PROMPT:
Can you put the material into a JSON list of strings, one string per line, taking only the lines from the line with "white swan present in this microscope image." up to and including the line with "[180,37,198,113]", and leaving out any blank lines?

RAW DATA:
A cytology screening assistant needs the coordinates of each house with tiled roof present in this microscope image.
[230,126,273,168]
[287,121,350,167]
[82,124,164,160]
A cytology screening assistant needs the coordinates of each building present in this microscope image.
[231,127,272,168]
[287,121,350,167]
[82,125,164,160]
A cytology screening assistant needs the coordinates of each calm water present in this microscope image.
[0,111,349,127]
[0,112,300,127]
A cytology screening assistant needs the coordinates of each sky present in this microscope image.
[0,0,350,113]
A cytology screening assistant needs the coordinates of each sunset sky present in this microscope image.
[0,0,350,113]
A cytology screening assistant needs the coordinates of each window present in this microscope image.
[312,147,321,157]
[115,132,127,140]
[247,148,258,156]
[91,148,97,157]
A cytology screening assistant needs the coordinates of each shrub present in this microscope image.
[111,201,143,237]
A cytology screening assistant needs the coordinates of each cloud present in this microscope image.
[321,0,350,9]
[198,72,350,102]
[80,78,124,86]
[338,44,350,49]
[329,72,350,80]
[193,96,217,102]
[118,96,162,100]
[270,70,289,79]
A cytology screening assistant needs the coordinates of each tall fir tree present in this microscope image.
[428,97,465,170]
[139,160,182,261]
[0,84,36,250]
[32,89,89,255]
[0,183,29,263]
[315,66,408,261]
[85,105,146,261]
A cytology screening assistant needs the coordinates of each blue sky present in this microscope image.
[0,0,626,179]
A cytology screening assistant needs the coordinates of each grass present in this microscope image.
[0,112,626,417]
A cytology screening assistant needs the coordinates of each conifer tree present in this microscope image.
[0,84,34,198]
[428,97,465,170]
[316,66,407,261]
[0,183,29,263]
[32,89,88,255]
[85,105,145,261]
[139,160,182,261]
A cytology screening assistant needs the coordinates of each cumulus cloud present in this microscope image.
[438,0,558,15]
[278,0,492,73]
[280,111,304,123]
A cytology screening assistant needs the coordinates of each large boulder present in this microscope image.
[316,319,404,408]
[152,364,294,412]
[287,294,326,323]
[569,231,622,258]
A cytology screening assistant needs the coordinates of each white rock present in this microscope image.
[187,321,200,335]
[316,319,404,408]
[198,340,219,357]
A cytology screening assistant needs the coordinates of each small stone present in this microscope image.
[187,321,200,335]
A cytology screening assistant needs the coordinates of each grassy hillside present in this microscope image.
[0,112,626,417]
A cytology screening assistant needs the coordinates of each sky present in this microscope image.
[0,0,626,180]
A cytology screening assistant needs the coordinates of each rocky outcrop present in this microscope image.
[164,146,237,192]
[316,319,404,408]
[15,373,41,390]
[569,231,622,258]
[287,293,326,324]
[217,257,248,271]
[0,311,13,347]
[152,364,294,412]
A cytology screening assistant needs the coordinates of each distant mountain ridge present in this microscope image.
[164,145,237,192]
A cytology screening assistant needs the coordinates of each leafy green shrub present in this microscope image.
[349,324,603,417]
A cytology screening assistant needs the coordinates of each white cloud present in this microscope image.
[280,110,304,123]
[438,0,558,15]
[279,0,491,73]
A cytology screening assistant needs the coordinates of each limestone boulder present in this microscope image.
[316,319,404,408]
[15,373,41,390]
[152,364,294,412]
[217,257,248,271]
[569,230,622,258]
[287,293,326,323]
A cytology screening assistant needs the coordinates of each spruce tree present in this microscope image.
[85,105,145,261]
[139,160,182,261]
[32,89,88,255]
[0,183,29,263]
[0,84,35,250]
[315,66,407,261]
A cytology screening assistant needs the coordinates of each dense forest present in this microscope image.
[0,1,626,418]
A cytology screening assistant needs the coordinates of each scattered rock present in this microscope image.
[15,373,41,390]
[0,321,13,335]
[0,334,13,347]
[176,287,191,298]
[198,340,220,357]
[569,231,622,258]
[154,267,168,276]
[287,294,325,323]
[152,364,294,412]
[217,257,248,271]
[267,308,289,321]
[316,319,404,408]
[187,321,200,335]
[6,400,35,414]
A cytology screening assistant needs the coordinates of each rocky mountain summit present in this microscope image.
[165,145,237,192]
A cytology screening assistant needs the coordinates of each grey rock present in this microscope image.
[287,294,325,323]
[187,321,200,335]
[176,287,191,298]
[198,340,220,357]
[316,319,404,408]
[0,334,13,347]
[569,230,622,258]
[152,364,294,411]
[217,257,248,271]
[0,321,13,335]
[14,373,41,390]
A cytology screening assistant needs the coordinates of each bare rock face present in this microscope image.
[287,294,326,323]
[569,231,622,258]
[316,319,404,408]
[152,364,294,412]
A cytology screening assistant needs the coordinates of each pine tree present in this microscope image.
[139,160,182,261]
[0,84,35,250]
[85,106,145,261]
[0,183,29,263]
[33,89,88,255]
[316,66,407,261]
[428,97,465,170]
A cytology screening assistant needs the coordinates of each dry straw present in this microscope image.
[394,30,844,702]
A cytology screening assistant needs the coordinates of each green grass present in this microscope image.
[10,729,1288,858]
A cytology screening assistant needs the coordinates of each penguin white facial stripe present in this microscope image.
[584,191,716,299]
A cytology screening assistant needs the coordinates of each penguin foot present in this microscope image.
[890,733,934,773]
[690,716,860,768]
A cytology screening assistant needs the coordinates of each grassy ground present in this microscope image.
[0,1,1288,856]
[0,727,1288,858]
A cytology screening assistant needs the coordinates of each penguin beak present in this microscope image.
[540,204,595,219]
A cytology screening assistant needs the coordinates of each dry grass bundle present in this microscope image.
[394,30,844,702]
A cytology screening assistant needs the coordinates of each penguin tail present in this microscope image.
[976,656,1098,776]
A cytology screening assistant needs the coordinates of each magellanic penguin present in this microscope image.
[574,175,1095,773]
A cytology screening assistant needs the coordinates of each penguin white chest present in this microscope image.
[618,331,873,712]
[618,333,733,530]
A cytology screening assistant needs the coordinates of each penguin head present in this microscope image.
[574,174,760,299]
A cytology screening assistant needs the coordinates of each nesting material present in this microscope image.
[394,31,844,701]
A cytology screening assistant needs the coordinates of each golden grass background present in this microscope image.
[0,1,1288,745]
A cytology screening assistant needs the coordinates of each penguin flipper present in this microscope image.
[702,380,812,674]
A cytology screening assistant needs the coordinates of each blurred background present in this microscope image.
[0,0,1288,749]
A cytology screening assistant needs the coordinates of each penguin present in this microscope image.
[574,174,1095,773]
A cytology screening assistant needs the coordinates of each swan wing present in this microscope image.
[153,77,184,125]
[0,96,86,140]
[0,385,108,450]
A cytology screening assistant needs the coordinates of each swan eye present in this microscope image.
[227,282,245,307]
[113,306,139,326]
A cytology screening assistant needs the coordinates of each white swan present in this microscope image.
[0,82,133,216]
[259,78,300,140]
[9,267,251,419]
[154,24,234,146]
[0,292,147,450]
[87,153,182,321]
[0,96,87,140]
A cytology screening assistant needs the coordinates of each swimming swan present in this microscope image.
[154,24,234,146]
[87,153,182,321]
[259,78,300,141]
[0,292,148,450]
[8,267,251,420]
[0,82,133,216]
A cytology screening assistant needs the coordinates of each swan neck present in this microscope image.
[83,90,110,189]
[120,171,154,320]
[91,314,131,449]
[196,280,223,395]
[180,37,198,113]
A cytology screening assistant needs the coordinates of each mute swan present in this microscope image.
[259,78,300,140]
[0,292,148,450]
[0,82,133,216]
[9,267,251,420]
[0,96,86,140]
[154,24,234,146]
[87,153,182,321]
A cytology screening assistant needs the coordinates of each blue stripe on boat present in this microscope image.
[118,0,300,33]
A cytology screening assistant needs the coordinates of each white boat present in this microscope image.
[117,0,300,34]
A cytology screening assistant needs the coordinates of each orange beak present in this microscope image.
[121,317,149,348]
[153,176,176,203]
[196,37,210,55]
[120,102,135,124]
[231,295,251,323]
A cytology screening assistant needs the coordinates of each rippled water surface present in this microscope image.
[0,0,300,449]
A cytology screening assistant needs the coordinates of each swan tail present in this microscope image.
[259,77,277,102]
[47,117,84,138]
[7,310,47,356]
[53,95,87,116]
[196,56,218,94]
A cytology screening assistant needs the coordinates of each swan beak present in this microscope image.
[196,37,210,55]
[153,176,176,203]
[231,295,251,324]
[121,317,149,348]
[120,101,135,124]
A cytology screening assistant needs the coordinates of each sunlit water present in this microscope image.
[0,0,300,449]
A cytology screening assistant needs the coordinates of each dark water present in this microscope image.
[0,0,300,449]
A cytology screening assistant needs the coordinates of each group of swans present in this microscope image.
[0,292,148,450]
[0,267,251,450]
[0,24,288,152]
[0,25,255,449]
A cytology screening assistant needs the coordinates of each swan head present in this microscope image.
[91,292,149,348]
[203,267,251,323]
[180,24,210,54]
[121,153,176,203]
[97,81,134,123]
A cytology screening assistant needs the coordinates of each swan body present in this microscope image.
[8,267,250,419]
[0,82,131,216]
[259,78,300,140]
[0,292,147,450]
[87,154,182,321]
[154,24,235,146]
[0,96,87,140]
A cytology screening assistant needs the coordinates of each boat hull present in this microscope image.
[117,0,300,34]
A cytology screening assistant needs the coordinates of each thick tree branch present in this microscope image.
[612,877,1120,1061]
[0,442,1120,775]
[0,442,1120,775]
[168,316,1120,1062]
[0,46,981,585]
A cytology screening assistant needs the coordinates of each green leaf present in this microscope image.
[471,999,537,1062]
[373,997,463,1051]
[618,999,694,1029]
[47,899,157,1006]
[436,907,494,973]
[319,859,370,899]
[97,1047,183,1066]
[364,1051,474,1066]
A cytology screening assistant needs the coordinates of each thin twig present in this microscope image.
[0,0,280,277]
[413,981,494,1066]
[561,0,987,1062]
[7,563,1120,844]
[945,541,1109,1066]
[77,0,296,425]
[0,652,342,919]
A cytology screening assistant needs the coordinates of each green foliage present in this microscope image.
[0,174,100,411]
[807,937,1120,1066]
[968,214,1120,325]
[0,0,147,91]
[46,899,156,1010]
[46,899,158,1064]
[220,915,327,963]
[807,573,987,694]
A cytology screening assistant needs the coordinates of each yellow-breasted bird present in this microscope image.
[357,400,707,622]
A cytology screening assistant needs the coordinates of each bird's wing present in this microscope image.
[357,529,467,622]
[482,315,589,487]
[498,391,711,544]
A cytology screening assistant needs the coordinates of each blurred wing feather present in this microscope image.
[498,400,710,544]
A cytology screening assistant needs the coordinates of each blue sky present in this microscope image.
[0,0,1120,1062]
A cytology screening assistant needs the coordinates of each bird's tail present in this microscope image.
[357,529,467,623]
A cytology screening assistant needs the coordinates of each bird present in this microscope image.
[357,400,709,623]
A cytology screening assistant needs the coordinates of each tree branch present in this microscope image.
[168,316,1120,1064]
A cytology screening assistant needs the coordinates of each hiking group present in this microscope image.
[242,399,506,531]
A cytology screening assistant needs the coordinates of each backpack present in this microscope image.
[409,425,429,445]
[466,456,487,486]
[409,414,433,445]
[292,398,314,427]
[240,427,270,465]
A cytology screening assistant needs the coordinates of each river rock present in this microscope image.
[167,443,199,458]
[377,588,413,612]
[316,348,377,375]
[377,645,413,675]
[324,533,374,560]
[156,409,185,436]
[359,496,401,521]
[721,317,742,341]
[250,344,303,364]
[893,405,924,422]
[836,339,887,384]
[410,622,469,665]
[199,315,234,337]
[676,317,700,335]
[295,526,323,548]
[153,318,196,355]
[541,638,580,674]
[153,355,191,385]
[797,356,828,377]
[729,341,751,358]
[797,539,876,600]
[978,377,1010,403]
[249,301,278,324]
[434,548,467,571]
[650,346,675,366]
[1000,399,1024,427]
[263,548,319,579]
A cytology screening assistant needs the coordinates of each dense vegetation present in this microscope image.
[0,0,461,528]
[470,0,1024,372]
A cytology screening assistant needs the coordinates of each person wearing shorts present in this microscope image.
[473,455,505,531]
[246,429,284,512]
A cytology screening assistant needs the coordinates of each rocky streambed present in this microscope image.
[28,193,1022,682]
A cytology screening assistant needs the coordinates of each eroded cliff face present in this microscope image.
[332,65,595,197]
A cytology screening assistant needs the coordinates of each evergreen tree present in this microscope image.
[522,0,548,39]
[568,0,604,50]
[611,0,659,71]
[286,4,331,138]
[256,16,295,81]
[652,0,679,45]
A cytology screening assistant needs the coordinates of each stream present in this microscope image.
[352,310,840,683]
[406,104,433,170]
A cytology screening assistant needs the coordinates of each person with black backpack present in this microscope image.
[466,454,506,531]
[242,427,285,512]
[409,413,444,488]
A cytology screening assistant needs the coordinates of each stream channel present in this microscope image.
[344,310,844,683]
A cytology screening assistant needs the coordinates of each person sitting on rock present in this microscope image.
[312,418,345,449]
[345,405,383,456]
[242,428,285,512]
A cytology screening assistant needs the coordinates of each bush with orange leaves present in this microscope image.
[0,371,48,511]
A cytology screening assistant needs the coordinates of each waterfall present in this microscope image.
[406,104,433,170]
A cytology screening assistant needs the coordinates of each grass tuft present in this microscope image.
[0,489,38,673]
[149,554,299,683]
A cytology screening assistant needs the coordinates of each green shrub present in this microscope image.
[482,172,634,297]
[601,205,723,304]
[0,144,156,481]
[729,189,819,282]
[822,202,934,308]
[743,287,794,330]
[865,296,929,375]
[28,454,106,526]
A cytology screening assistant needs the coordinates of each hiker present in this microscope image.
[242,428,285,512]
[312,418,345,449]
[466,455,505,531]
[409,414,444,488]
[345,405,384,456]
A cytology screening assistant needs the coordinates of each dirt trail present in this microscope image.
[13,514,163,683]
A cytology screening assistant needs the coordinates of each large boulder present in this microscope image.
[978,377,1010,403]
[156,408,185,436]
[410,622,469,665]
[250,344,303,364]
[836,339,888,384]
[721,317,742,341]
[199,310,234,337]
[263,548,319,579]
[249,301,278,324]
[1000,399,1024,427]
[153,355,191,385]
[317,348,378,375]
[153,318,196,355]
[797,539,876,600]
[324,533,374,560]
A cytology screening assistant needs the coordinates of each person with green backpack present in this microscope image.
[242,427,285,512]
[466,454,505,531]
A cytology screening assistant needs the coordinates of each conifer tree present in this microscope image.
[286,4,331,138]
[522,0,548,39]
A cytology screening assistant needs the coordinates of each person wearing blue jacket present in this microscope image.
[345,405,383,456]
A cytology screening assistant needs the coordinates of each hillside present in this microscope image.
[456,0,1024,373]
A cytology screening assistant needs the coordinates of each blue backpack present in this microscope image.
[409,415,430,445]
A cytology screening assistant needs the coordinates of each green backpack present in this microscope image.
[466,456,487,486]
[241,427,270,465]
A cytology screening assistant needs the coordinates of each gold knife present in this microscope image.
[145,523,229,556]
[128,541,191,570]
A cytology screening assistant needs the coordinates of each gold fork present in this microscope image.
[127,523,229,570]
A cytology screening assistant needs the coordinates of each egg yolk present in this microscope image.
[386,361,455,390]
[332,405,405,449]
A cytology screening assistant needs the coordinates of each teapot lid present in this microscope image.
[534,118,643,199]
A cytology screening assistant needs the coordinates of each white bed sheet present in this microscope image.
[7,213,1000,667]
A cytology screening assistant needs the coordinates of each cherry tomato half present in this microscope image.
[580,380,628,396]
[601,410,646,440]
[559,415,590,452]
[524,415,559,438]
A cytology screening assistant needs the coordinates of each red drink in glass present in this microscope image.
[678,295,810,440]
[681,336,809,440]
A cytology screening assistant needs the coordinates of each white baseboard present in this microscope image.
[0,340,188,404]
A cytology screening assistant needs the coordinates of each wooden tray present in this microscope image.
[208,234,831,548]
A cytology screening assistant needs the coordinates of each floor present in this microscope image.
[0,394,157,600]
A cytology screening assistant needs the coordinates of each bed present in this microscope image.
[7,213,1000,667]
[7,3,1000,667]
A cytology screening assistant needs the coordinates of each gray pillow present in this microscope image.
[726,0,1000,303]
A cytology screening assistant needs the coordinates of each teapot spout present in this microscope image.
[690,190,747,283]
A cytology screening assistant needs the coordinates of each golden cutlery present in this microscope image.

ANSWER TO THIS PROBLEM:
[
  "A cytology screening assistant needs the coordinates of each white swan present in this microscope image.",
  "[0,82,133,216]",
  "[259,78,300,140]",
  "[9,267,251,419]",
  "[154,24,234,146]",
  "[0,292,147,450]",
  "[87,153,182,321]",
  "[0,96,87,140]",
  "A cytology screening assistant needs the coordinates of each swimming swan present in this microscope image.",
  "[154,24,234,146]",
  "[87,153,182,321]",
  "[259,78,300,141]",
  "[0,292,148,450]",
  "[8,267,251,420]",
  "[0,82,133,216]",
  "A cytology screening assistant needs the coordinates of each swan neck present in this microscope image.",
  "[83,90,110,189]",
  "[120,171,154,320]",
  "[91,314,131,449]",
  "[196,280,223,395]",
  "[180,37,198,113]"
]